* Goal of the exercise: Rescale the records from the line with "Can you find the white wax" to the line with "x=445, y=391", both lines included, by copying them out with the requests unchanged and multiplying every coordinate in the answers by 2.55, rounding to whole numbers with halves going up. Leave the pictures out of your answer.
** START Material **
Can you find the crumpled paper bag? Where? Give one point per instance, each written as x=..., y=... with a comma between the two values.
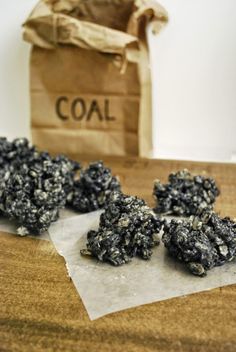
x=90, y=78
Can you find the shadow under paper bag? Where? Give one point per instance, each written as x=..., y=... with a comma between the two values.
x=106, y=289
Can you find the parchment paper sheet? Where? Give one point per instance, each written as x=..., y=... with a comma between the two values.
x=105, y=289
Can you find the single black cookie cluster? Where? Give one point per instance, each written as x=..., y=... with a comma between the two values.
x=127, y=228
x=202, y=242
x=33, y=185
x=93, y=188
x=185, y=194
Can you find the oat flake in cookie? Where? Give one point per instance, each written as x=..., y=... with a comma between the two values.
x=93, y=188
x=185, y=194
x=127, y=228
x=201, y=242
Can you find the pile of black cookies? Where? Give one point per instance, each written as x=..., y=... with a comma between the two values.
x=34, y=186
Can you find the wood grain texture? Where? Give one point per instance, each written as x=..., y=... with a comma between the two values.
x=40, y=309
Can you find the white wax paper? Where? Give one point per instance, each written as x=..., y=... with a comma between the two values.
x=105, y=289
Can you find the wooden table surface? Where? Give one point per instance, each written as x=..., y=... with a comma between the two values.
x=40, y=309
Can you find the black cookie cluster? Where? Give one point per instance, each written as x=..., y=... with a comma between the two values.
x=185, y=194
x=93, y=188
x=201, y=242
x=33, y=185
x=127, y=229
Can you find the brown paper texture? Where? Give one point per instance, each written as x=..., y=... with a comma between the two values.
x=90, y=78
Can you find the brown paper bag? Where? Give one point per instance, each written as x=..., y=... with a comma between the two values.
x=90, y=80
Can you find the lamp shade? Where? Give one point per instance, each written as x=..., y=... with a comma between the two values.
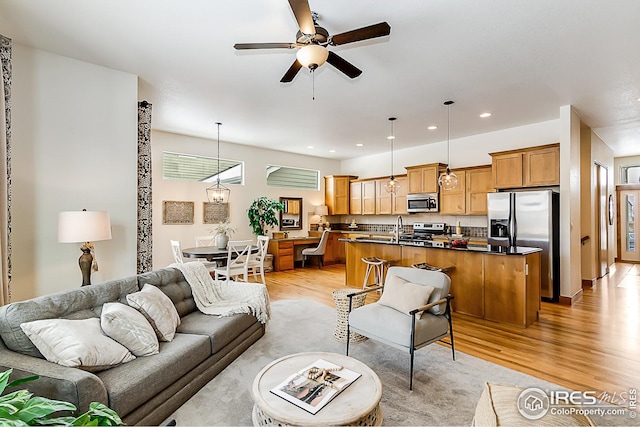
x=312, y=56
x=322, y=210
x=83, y=226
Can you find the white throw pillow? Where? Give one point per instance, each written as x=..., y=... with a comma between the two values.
x=76, y=343
x=158, y=309
x=130, y=328
x=405, y=296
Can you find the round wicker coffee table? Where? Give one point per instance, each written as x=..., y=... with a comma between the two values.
x=342, y=310
x=358, y=404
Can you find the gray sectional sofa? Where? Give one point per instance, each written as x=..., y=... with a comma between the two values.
x=148, y=389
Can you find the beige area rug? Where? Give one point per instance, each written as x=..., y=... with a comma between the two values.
x=445, y=391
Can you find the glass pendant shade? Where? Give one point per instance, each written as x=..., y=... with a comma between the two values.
x=312, y=56
x=218, y=193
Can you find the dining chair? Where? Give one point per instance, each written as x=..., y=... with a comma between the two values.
x=238, y=252
x=256, y=261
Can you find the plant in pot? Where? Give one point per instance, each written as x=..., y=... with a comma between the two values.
x=223, y=232
x=22, y=408
x=262, y=214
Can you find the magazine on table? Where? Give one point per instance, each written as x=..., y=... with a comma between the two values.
x=312, y=394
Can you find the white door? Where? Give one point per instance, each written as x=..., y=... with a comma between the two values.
x=628, y=210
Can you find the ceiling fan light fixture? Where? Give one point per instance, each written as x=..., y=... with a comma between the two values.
x=312, y=56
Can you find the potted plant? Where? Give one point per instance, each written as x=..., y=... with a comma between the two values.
x=223, y=232
x=262, y=214
x=22, y=408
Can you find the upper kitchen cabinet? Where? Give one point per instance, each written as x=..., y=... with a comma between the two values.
x=391, y=203
x=336, y=193
x=362, y=197
x=527, y=167
x=424, y=178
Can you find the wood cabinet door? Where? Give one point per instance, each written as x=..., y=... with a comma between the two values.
x=369, y=197
x=479, y=183
x=453, y=201
x=355, y=204
x=507, y=170
x=542, y=167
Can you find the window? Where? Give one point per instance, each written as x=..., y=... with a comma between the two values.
x=188, y=167
x=288, y=177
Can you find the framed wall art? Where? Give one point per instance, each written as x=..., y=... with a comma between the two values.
x=215, y=213
x=177, y=213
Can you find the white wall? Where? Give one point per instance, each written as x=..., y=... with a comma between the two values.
x=255, y=163
x=74, y=147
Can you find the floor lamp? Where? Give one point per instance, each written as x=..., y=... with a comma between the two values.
x=84, y=227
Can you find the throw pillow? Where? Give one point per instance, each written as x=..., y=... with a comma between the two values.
x=130, y=328
x=76, y=343
x=404, y=296
x=158, y=309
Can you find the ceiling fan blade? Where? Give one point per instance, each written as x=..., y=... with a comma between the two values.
x=243, y=46
x=342, y=65
x=302, y=13
x=291, y=72
x=364, y=33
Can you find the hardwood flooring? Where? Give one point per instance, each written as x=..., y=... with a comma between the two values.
x=591, y=345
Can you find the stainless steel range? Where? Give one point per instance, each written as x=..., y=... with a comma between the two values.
x=423, y=233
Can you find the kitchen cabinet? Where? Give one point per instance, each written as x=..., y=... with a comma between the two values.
x=424, y=178
x=528, y=167
x=470, y=195
x=362, y=197
x=391, y=203
x=336, y=193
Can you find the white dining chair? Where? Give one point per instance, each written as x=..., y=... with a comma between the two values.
x=256, y=261
x=238, y=252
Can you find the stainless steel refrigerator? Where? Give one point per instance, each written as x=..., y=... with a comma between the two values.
x=529, y=218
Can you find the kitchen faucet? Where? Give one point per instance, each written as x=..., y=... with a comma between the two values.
x=398, y=229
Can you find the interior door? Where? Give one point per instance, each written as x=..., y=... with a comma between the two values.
x=628, y=210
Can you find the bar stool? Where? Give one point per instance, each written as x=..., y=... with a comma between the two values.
x=376, y=265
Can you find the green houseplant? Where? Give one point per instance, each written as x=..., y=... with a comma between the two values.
x=22, y=408
x=262, y=214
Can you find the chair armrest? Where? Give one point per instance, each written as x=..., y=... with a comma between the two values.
x=432, y=304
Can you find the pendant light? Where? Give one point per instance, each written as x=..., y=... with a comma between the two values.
x=392, y=185
x=218, y=193
x=448, y=180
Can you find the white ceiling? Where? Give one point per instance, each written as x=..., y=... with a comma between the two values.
x=518, y=59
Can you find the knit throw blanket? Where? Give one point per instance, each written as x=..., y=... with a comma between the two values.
x=224, y=298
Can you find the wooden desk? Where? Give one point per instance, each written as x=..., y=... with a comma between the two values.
x=284, y=250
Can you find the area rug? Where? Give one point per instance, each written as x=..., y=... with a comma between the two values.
x=445, y=392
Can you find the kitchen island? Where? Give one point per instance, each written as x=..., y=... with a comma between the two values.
x=486, y=281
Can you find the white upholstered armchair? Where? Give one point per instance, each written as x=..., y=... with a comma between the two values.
x=413, y=311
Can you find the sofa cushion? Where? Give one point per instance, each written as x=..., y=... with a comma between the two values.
x=172, y=283
x=130, y=328
x=158, y=309
x=134, y=383
x=76, y=343
x=78, y=303
x=220, y=330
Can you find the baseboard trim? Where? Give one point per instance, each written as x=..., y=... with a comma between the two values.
x=572, y=299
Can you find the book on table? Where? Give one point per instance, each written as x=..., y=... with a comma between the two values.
x=314, y=394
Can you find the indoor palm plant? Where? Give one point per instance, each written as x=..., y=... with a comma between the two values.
x=22, y=408
x=262, y=214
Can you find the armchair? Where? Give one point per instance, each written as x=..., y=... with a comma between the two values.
x=413, y=311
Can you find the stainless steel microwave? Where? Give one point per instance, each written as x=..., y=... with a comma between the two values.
x=426, y=202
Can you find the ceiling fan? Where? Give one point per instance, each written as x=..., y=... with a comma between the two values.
x=312, y=41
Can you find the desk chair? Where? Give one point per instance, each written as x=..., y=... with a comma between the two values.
x=318, y=251
x=256, y=261
x=238, y=252
x=413, y=311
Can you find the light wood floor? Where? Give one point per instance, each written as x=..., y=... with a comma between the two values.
x=592, y=345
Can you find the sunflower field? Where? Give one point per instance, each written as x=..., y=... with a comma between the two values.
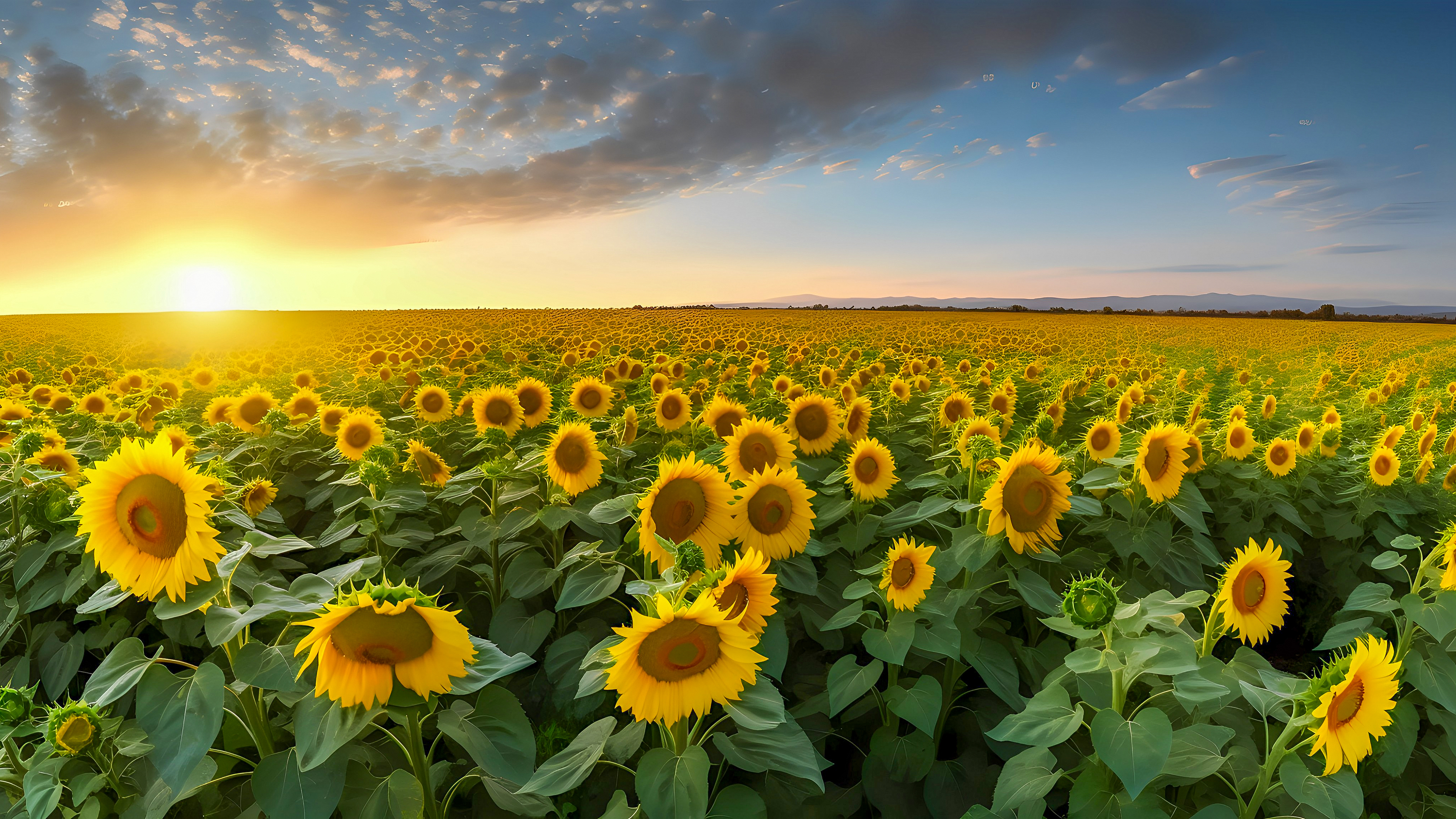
x=666, y=565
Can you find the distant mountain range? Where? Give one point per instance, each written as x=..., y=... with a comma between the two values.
x=1205, y=302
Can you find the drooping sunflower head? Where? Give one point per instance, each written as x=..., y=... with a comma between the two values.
x=535, y=400
x=146, y=513
x=681, y=662
x=755, y=445
x=373, y=636
x=357, y=433
x=1103, y=441
x=1385, y=465
x=257, y=496
x=688, y=502
x=499, y=409
x=746, y=592
x=1254, y=592
x=592, y=399
x=814, y=422
x=772, y=513
x=1356, y=706
x=908, y=573
x=433, y=404
x=72, y=728
x=1028, y=496
x=573, y=458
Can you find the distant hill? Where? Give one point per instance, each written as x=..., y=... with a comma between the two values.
** END Material **
* Answer to the exercise:
Can you find the white wax paper? Where? Give one point per instance, each written as x=..., y=... with a comma between the two values.
x=268, y=737
Can you find the wooden table surface? Where? Give one point per instance, each written as x=..., y=... with a comma between the two values.
x=102, y=788
Can you find the black cookie cluster? Where? Give one point per instance, each written as x=..., y=... with a comma between the two values.
x=472, y=495
x=237, y=479
x=513, y=617
x=84, y=472
x=324, y=584
Can you find the brown paper texture? Where? Give one point per instance, each written as x=..., y=... with a comma between the two values.
x=230, y=199
Can you find the brown paper bag? Where? Give one point per instance, each written as x=..., y=... with a comma between the two values.
x=230, y=204
Can you find the lamp shade? Where? Give one point per instance, each written as x=..., y=... with a comma between the two values.
x=796, y=143
x=821, y=536
x=212, y=576
Can you find the white throw pillow? Where? Give one point per instance, each written as x=..., y=... with a comma between the two values.
x=194, y=875
x=403, y=788
x=332, y=836
x=1033, y=755
Can you find the round wicker coffee table? Where? Give one point per instance, each written as x=..., y=... with a comma between the two values.
x=872, y=791
x=913, y=1030
Can you find the gray sectional sofa? Where? Give one point per instance, each written as x=..., y=... with a comma between the two values.
x=377, y=992
Can you find the beige area rug? Where? Give one point per instance, each written as x=..., y=... with a comma between the two values.
x=1135, y=997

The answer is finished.